Provided records START
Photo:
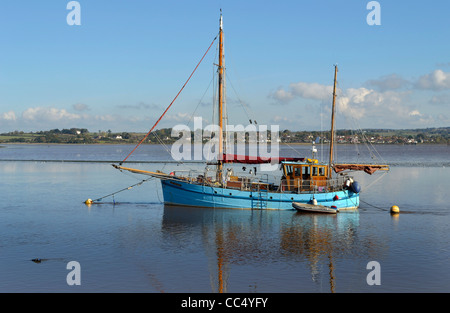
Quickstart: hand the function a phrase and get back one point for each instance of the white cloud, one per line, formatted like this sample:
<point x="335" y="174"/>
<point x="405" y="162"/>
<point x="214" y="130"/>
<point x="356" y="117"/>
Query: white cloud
<point x="436" y="80"/>
<point x="303" y="90"/>
<point x="388" y="82"/>
<point x="80" y="107"/>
Provided records END
__What the task requires__: Starting from the line with "Quickstart: hand the" and ending with the final line of the data, quote every line exactly, both ends included.

__Solution for this task__:
Quickstart: hand the function a phrase and get back one point for each instance of the white cloud, one per line, formatted like this sample:
<point x="335" y="174"/>
<point x="405" y="162"/>
<point x="214" y="130"/>
<point x="356" y="117"/>
Query: white cloud
<point x="436" y="80"/>
<point x="303" y="90"/>
<point x="388" y="82"/>
<point x="80" y="107"/>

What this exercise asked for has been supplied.